EXERCISE MATERIAL =
--- BEGIN ---

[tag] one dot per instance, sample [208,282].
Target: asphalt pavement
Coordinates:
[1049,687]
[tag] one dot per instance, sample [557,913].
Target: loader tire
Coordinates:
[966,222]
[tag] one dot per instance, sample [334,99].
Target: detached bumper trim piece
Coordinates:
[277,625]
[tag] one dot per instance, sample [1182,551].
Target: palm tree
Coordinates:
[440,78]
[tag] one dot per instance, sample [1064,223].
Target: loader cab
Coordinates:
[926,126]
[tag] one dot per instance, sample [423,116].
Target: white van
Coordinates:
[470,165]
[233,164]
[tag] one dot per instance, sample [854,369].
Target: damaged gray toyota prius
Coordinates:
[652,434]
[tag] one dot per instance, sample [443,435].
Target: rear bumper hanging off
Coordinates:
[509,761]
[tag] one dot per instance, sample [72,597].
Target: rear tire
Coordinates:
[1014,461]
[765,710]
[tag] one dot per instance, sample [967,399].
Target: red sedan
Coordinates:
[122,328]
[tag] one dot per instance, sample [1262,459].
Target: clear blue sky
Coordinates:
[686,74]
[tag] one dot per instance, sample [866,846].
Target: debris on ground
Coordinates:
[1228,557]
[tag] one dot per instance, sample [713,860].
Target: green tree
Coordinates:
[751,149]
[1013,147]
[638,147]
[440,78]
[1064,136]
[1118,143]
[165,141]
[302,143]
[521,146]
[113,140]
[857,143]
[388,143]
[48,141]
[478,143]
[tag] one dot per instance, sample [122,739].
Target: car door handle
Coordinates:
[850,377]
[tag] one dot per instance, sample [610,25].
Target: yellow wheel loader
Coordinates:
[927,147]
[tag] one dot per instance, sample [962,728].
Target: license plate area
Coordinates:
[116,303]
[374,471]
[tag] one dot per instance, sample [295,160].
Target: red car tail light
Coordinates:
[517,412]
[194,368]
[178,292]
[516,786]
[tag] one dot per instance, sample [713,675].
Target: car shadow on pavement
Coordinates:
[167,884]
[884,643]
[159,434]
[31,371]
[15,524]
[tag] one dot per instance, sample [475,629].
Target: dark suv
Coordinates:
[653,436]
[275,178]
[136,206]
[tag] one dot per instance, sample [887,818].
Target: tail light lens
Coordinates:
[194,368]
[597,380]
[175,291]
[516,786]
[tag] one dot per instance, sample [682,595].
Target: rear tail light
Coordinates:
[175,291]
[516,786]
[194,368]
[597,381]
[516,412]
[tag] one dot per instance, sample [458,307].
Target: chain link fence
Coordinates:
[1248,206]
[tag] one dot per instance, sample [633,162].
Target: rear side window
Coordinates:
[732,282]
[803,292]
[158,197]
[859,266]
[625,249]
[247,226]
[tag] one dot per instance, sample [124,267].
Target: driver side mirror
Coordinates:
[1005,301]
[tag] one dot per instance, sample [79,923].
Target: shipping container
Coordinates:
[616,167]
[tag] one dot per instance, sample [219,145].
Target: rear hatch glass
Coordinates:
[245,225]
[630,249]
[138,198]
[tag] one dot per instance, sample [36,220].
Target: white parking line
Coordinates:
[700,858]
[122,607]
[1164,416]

--- END ---

Rewrite every entry above, replacing "Coordinates" with "Points" wherever it occurs and leaving everything else unchanged.

OUTPUT =
[tag] one dot per instance, sample [208,282].
Target: asphalt pavement
Points:
[1049,687]
[tag] one dot per instance, sample [557,913].
Target: loader tire
Points:
[966,222]
[tag] one dot per instance, sample [334,99].
Target: detached bumper trim piece
Points:
[277,625]
[tag] one dot per instance, sample [1182,551].
Target: palm tree
Points:
[440,78]
[tag] one dot per instance, sample [1064,223].
Target: loader cab
Points:
[926,126]
[tag] one dot per instance, sample [423,116].
Target: white van
Points:
[470,165]
[233,164]
[tag] one dot per instance, sample [854,369].
Target: damaged gray toyota prius
Points:
[652,434]
[tag] one dot per instance, sample [443,435].
Target: rear bumper hanging off
Points:
[509,761]
[tag] one dot per instance, sample [72,597].
Target: rear tire
Points:
[1014,461]
[765,710]
[tag] one dot per instance, sample [967,399].
Target: red sedan
Points:
[122,328]
[tag] one dot per instance, sample [1262,459].
Target: clear blue sky
Points:
[686,74]
[tag] one dot per instance, sample [866,846].
Target: debris on ground
Points:
[1228,557]
[tag] one dot per instance, sample [713,860].
Target: green tree
Points:
[751,149]
[1013,147]
[638,147]
[440,78]
[1064,136]
[1118,143]
[165,141]
[302,143]
[521,146]
[113,140]
[857,143]
[388,143]
[48,141]
[478,143]
[tag] one dot per instance, sample [122,739].
Target: car door handle
Points:
[850,377]
[tag] one dot per instance, sample [610,25].
Target: yellow wheel loader
Points:
[927,147]
[tag] one dot per instance, sample [962,728].
Target: license plate area
Points:
[116,303]
[374,471]
[tag] one dot per instance, sample [295,160].
Target: red car tail light
Points:
[517,412]
[194,368]
[178,292]
[516,786]
[tag] one dot per instance, sample [713,675].
Target: car shadow on pavement
Points:
[167,884]
[884,643]
[159,434]
[31,371]
[15,524]
[tag] one dot per instance, sample [475,629].
Target: dark suv
Points:
[653,436]
[275,178]
[136,206]
[tag] one dot per instance, sample [887,818].
Target: tail light lens
Points:
[194,368]
[597,380]
[175,291]
[516,786]
[tag] one dot per instance, sample [682,595].
Target: rear tail light
Points:
[175,291]
[516,786]
[194,368]
[597,381]
[516,412]
[tag] one dot per instance, sample [458,307].
Target: chain link fence
Points:
[1248,206]
[tag] one dot per instance, sample [633,162].
Target: rear side window
Points:
[732,282]
[803,292]
[158,197]
[859,266]
[625,249]
[247,226]
[tag] one dot per instance, sample [124,267].
Target: driver side mirror
Points:
[1005,301]
[tag] one dot per instance, sample [79,923].
Target: shipping container
Points:
[616,167]
[tag] one dot per instance, sample [219,145].
Target: rear hatch glass
Points:
[245,225]
[630,249]
[138,198]
[tag] one dot per instance, sample [36,220].
Target: white parking line
Points:
[700,858]
[122,607]
[1164,416]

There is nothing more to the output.